-- Records for the exercise start --
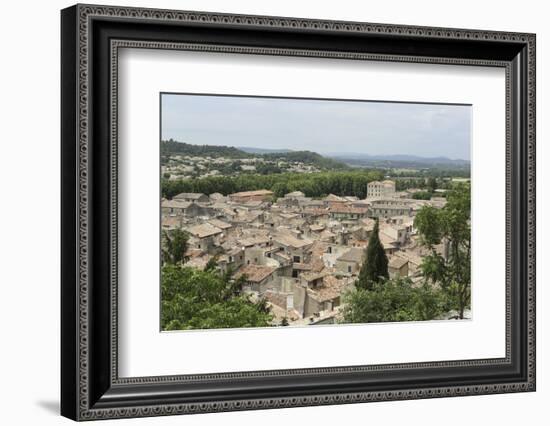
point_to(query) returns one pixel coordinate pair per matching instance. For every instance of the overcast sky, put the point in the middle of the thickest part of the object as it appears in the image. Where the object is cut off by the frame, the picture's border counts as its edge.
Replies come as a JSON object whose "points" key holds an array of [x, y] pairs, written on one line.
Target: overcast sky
{"points": [[323, 126]]}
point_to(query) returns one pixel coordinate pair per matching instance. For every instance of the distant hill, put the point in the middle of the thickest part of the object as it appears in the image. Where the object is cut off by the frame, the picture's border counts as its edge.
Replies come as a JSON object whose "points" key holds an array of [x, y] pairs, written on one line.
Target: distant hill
{"points": [[306, 157], [262, 150], [398, 160], [174, 147]]}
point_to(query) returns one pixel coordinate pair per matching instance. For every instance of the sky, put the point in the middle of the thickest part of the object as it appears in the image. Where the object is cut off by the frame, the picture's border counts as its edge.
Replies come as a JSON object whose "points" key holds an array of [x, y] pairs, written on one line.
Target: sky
{"points": [[323, 126]]}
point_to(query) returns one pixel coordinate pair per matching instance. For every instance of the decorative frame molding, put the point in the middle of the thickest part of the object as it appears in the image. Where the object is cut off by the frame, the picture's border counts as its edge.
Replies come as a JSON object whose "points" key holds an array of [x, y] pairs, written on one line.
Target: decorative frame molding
{"points": [[91, 388]]}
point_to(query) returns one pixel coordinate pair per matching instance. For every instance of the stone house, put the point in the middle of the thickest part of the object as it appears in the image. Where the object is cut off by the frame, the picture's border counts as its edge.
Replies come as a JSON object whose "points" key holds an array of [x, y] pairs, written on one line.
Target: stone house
{"points": [[350, 262]]}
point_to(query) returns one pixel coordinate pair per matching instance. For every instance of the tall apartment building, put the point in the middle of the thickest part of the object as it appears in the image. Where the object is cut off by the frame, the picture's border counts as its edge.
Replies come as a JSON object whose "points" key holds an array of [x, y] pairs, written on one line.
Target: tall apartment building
{"points": [[378, 189]]}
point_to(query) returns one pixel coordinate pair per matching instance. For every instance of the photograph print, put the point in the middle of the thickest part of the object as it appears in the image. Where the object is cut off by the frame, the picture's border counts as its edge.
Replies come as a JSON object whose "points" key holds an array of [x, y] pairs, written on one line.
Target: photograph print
{"points": [[287, 212]]}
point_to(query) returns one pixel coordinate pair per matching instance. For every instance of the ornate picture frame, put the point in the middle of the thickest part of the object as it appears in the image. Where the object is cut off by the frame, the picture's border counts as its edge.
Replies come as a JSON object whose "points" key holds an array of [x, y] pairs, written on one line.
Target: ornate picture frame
{"points": [[91, 39]]}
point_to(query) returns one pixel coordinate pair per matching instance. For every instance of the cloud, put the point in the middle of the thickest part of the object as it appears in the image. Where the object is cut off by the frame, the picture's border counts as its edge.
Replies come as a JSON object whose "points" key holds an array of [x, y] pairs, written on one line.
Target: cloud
{"points": [[324, 126]]}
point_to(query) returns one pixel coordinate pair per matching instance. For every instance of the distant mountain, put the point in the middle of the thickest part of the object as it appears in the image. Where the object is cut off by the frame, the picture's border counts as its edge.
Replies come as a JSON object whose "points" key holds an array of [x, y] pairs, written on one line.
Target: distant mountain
{"points": [[175, 147], [306, 157], [398, 160], [251, 150]]}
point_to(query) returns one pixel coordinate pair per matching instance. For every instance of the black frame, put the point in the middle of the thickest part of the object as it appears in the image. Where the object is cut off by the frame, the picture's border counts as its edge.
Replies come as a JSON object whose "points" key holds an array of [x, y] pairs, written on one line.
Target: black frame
{"points": [[90, 387]]}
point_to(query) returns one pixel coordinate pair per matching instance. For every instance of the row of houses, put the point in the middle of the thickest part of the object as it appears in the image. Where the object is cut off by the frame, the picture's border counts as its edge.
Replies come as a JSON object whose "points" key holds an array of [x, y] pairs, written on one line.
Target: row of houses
{"points": [[298, 253]]}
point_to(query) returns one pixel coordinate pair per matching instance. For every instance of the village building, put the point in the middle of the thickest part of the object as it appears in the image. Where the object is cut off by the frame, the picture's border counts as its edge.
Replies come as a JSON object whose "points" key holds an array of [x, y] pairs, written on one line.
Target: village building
{"points": [[174, 207], [247, 196], [377, 189], [192, 197], [258, 278], [386, 210], [350, 262], [204, 236]]}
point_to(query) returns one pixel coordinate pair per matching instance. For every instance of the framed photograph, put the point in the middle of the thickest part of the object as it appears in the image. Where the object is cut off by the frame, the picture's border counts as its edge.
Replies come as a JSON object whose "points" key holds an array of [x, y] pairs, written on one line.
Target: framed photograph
{"points": [[263, 212]]}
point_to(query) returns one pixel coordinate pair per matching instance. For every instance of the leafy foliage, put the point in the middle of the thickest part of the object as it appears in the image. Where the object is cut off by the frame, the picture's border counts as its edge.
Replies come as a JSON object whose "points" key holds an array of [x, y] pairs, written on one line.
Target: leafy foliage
{"points": [[175, 246], [422, 195], [394, 300], [174, 147], [375, 266], [449, 226], [312, 184], [194, 299]]}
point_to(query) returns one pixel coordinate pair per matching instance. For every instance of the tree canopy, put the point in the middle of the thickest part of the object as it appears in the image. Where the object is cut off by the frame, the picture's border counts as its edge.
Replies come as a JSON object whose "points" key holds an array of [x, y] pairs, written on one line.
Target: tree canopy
{"points": [[175, 246], [311, 184], [375, 265], [394, 300], [450, 226], [195, 299]]}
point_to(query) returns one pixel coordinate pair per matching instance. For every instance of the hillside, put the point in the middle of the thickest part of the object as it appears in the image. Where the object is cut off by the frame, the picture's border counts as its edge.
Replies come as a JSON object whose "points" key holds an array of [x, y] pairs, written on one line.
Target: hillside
{"points": [[172, 147]]}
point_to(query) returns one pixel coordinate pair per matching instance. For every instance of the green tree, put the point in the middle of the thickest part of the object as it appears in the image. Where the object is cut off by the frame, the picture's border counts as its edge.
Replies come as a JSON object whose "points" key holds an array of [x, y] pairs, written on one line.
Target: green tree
{"points": [[449, 226], [175, 246], [432, 184], [422, 195], [375, 266], [195, 299], [393, 300]]}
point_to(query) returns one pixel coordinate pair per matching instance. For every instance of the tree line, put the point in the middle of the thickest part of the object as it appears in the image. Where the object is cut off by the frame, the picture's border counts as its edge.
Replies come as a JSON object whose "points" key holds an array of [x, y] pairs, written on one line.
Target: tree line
{"points": [[311, 184], [446, 282]]}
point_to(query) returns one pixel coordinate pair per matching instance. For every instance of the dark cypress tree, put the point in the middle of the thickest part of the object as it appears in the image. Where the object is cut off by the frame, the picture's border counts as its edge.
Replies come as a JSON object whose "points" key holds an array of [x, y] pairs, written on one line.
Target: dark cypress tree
{"points": [[375, 265]]}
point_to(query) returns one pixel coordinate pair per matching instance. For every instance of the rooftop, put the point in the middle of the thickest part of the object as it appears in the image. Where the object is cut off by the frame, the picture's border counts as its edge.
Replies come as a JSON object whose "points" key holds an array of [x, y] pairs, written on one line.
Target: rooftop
{"points": [[204, 230], [252, 193], [255, 273], [354, 254], [397, 262]]}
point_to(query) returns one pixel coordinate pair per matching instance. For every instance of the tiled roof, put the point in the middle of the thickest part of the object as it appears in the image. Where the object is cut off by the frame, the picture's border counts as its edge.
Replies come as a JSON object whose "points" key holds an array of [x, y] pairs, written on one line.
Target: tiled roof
{"points": [[255, 273], [204, 230], [397, 262], [354, 254]]}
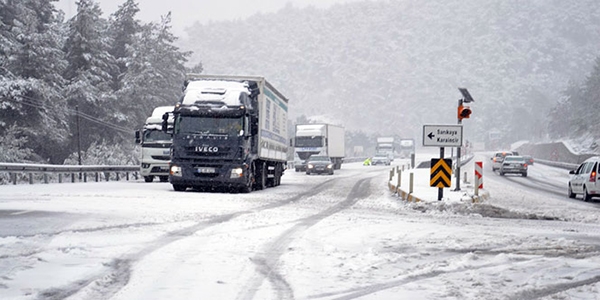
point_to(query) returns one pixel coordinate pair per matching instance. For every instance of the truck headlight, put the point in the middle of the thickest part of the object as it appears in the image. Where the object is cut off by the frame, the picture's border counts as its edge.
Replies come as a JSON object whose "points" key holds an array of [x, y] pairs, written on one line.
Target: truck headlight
{"points": [[175, 171], [237, 173]]}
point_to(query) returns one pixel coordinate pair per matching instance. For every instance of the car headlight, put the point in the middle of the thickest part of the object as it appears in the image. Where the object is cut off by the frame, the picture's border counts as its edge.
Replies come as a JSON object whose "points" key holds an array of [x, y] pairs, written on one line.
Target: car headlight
{"points": [[175, 171], [236, 173]]}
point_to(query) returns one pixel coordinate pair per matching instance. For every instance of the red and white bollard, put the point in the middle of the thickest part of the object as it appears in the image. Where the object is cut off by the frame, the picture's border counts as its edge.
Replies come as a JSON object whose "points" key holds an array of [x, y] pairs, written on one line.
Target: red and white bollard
{"points": [[478, 177]]}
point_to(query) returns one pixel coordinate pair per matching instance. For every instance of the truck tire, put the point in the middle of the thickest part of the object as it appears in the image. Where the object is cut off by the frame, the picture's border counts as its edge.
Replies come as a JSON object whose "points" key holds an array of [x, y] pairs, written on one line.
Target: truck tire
{"points": [[261, 176]]}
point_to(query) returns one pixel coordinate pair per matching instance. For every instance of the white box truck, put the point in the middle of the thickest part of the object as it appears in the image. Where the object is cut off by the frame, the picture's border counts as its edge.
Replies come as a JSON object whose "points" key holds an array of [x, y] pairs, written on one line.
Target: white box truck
{"points": [[156, 146], [319, 139], [229, 132], [385, 144]]}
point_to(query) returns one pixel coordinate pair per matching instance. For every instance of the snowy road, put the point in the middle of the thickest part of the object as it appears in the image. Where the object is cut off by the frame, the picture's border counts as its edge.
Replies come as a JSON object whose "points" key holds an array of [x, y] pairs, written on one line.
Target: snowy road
{"points": [[314, 237]]}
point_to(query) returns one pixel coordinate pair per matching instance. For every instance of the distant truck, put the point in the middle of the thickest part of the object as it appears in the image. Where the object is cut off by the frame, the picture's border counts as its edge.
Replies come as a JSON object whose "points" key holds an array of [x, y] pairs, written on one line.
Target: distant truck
{"points": [[385, 144], [320, 139], [156, 146], [406, 148], [229, 132]]}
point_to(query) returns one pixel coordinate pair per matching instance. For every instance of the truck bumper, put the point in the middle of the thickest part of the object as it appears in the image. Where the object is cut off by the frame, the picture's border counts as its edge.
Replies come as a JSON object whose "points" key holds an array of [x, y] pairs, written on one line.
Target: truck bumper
{"points": [[154, 169], [208, 176]]}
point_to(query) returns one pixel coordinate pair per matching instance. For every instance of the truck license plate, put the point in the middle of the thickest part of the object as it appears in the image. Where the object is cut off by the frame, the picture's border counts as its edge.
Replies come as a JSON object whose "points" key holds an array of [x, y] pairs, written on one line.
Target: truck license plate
{"points": [[206, 170]]}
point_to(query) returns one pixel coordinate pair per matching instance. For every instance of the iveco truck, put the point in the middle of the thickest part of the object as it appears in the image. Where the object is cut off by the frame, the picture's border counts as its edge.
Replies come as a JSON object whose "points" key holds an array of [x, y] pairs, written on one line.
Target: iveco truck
{"points": [[156, 146], [229, 133], [320, 139]]}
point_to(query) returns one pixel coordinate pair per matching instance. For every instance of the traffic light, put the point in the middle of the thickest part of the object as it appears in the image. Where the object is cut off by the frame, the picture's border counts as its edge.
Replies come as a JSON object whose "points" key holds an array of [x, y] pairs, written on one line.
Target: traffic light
{"points": [[464, 112]]}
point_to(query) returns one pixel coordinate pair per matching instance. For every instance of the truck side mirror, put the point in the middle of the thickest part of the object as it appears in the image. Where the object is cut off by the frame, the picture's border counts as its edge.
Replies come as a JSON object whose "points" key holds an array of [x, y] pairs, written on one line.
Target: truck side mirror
{"points": [[137, 137]]}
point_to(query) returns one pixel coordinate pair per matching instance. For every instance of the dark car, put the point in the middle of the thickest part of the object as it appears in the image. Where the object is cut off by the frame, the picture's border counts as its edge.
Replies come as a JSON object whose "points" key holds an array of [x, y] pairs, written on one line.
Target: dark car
{"points": [[300, 165], [498, 158], [319, 165], [513, 164]]}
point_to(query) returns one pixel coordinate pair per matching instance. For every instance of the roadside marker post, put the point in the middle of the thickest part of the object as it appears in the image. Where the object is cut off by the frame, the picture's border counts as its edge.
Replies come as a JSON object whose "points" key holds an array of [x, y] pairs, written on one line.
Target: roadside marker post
{"points": [[478, 177]]}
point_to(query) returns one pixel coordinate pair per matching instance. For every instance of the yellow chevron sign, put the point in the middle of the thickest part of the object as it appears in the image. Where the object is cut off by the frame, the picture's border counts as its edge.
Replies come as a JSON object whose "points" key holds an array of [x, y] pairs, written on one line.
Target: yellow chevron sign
{"points": [[441, 172]]}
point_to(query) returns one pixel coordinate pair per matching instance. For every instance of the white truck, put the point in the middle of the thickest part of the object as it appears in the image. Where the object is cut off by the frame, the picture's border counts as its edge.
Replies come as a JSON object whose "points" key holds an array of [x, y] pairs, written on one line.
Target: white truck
{"points": [[320, 139], [385, 144], [229, 132], [156, 146]]}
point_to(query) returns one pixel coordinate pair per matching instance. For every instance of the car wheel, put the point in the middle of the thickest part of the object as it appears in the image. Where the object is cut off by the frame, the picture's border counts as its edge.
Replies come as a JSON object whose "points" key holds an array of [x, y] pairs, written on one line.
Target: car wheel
{"points": [[570, 192], [179, 188], [586, 196]]}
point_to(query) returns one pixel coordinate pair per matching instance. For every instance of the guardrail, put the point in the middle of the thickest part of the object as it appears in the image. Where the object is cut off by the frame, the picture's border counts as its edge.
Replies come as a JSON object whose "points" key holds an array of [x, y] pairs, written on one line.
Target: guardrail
{"points": [[55, 173], [568, 166]]}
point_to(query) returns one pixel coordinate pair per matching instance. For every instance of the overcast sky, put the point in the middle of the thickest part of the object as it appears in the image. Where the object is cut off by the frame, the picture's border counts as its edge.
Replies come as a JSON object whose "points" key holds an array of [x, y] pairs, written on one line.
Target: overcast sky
{"points": [[186, 12]]}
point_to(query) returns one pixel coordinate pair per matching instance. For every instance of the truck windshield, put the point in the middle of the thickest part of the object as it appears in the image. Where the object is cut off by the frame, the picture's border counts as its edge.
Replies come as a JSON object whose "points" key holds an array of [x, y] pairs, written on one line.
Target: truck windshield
{"points": [[209, 125], [156, 136], [309, 141]]}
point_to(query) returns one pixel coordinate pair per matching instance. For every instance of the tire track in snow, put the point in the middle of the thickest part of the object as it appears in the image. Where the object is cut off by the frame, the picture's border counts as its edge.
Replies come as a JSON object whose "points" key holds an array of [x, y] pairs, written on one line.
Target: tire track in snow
{"points": [[106, 284], [267, 263]]}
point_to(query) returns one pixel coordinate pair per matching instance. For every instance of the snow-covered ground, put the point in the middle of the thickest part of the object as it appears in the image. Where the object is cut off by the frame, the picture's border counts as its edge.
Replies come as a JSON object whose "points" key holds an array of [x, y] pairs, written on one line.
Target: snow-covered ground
{"points": [[314, 237]]}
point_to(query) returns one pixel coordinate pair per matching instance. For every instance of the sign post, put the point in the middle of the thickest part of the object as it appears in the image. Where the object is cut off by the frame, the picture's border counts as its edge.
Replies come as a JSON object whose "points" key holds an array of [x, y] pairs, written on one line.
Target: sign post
{"points": [[441, 169], [478, 177]]}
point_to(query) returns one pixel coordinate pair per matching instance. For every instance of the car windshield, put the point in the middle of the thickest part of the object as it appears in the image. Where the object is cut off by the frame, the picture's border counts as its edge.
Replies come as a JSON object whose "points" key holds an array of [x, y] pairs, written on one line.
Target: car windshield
{"points": [[156, 136], [511, 158], [208, 125]]}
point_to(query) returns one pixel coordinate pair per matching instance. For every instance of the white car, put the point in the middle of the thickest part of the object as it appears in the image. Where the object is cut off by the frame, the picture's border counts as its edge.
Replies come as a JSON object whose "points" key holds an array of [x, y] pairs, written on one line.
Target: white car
{"points": [[381, 159], [586, 179]]}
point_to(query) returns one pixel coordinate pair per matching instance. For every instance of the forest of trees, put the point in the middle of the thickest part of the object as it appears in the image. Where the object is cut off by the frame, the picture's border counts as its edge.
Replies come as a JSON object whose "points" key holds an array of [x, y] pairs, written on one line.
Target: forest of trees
{"points": [[83, 83]]}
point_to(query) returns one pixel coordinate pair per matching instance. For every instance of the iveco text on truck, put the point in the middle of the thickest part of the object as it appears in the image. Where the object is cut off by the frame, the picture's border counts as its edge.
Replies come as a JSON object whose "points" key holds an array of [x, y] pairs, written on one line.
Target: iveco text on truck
{"points": [[229, 132], [320, 139], [156, 146]]}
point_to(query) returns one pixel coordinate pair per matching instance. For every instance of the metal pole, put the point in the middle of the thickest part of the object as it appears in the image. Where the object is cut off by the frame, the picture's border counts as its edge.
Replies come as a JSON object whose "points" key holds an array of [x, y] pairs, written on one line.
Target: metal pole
{"points": [[458, 156], [441, 190]]}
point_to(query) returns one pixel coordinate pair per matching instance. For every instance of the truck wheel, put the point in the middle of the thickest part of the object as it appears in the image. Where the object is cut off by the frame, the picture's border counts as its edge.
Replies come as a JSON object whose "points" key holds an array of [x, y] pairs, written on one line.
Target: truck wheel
{"points": [[179, 188], [261, 182], [586, 196]]}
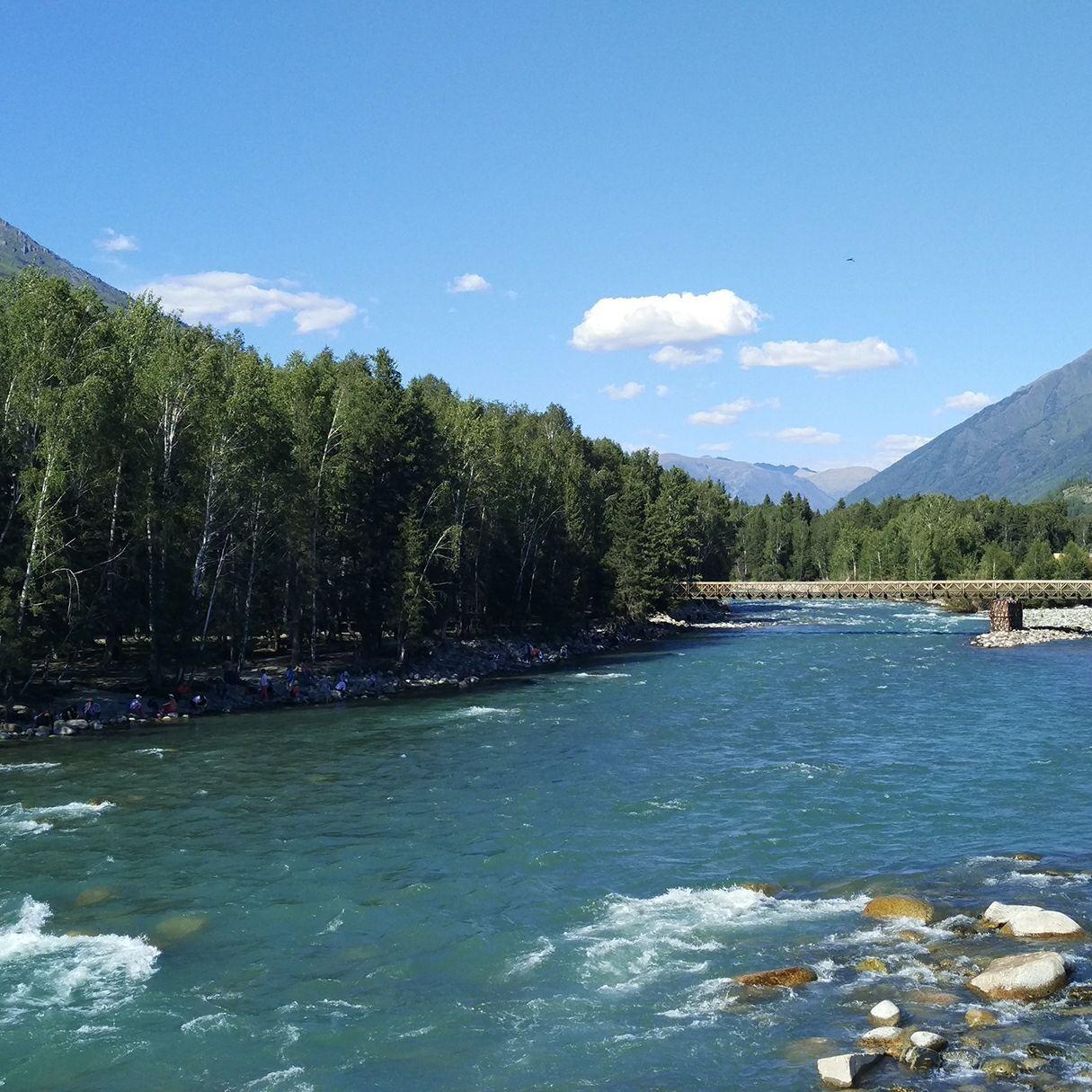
-- Records for the exercise end --
Required work
List each line of the data above that contains the string "tall". Case counts.

Output of the exercise
point_to(query) returns one pixel coordinate pair per matching instance. For every instance of the tall apartment building, put the point in the middle of the thickest part of the object as it appears in the image. Where the object is cut off by the frame, the picture's border counts as its edge.
Target: tall apartment building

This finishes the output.